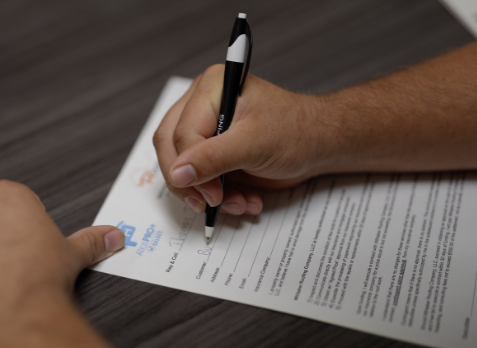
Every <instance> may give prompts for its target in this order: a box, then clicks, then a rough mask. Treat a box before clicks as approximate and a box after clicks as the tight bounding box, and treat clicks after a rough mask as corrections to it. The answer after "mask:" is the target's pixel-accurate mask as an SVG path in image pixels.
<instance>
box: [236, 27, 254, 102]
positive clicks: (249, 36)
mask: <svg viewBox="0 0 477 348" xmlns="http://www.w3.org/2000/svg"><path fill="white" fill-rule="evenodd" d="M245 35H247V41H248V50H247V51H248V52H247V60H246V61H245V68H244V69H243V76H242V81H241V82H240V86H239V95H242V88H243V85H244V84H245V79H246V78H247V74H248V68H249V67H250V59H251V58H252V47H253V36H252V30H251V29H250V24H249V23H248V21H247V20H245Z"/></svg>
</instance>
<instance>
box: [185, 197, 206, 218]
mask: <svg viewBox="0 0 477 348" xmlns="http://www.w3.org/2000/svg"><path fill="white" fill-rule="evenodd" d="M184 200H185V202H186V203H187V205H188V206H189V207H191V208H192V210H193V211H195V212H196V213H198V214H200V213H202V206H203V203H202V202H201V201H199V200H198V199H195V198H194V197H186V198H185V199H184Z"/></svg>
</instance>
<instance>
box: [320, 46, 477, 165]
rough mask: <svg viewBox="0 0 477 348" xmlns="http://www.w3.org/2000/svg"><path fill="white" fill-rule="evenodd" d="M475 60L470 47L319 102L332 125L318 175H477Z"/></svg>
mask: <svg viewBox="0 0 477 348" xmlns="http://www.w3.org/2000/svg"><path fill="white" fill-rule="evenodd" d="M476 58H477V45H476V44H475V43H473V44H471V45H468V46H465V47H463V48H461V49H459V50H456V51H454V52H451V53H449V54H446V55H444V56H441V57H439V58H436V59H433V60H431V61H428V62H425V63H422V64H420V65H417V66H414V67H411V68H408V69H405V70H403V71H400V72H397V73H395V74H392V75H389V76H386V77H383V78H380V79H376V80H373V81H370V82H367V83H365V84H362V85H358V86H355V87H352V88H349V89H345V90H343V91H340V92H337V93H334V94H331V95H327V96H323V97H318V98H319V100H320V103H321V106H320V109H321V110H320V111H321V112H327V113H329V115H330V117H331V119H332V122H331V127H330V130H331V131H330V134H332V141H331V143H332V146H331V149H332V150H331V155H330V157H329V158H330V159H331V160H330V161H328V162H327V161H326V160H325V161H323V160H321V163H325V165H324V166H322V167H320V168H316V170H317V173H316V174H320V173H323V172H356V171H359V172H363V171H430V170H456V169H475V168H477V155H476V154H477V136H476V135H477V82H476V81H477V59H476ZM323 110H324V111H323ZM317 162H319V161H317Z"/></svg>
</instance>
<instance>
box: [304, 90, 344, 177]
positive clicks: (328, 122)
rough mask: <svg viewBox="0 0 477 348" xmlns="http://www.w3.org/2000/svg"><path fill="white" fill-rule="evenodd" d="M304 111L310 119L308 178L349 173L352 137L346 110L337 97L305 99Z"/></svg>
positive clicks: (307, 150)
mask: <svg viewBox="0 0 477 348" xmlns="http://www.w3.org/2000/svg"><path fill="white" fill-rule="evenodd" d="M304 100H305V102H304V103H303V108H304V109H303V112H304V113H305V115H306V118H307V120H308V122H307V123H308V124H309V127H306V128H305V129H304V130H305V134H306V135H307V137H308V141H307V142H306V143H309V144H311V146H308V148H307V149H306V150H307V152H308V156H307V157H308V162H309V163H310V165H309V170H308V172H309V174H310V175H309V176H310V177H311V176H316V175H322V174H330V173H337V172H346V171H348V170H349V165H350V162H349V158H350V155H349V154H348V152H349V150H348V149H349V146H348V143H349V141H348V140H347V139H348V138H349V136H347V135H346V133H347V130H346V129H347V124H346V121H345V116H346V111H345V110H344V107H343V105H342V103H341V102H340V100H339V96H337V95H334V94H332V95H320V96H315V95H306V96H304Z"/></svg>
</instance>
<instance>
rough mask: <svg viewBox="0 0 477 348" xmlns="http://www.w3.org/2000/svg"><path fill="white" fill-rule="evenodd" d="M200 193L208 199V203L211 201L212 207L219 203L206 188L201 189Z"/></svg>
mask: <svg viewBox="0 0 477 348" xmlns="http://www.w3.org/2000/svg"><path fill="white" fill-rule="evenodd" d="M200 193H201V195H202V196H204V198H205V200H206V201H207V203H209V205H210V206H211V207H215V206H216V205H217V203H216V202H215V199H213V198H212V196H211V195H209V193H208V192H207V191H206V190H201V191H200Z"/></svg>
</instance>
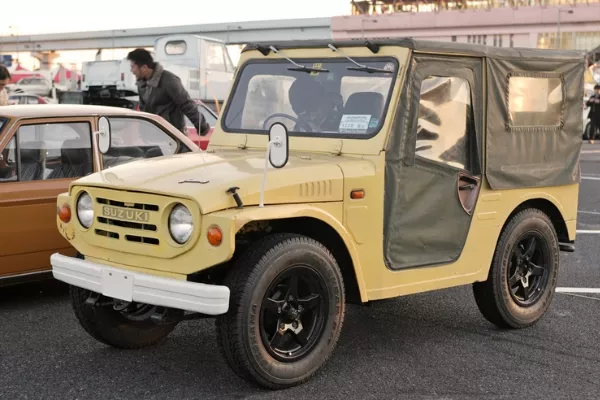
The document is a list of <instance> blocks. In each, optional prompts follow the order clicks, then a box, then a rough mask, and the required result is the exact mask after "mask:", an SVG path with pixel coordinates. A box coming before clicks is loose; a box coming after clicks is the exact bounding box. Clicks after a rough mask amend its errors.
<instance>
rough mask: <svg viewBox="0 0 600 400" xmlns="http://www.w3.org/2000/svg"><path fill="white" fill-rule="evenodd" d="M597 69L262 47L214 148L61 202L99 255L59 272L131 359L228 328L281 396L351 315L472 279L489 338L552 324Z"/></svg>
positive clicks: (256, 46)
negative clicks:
^^^^
**AIM OF THE TASK**
Beginning with the line above that contains "box: [185, 197, 206, 218]", copy each line exactly up to and including the line that contains "111L310 119L308 178L349", and go no further.

**EXPECTED OUTPUT**
box: [185, 197, 206, 218]
mask: <svg viewBox="0 0 477 348" xmlns="http://www.w3.org/2000/svg"><path fill="white" fill-rule="evenodd" d="M184 200H185V202H186V203H187V205H188V206H189V207H191V208H192V210H193V211H195V212H196V213H198V214H200V213H202V206H203V203H202V202H201V201H199V200H198V199H195V198H194V197H186V198H185V199H184Z"/></svg>
</instance>
<instance>
box: [320, 46, 477, 165]
rough mask: <svg viewBox="0 0 477 348" xmlns="http://www.w3.org/2000/svg"><path fill="white" fill-rule="evenodd" d="M475 60L470 47L319 102L332 125L318 175H477Z"/></svg>
mask: <svg viewBox="0 0 477 348" xmlns="http://www.w3.org/2000/svg"><path fill="white" fill-rule="evenodd" d="M476 58H477V45H476V44H475V43H473V44H471V45H468V46H465V47H463V48H461V49H459V50H456V51H454V52H451V53H449V54H446V55H444V56H441V57H439V58H436V59H433V60H431V61H428V62H425V63H422V64H420V65H417V66H414V67H411V68H408V69H405V70H403V71H400V72H397V73H395V74H392V75H389V76H386V77H383V78H380V79H376V80H373V81H370V82H367V83H365V84H362V85H358V86H355V87H352V88H349V89H345V90H343V91H340V92H337V93H334V94H331V95H327V96H323V97H318V98H319V100H320V103H321V106H320V109H321V110H320V111H321V112H327V113H329V115H330V117H331V119H332V122H331V127H330V130H331V131H330V134H332V141H331V143H332V146H331V149H332V150H331V155H330V157H329V158H330V159H331V160H330V161H328V162H327V161H326V160H325V161H323V160H321V163H325V165H324V166H322V167H320V168H316V170H317V173H316V174H320V173H323V172H356V171H359V172H363V171H430V170H456V169H475V168H477V155H476V154H477V136H476V135H477V82H476V81H477V59H476ZM323 110H324V111H323ZM317 162H319V161H317Z"/></svg>
</instance>
<instance>
box: [304, 90, 344, 177]
positive clicks: (328, 122)
rough mask: <svg viewBox="0 0 477 348" xmlns="http://www.w3.org/2000/svg"><path fill="white" fill-rule="evenodd" d="M304 111L310 119L308 178L349 173L352 137L346 110L337 97L305 99Z"/></svg>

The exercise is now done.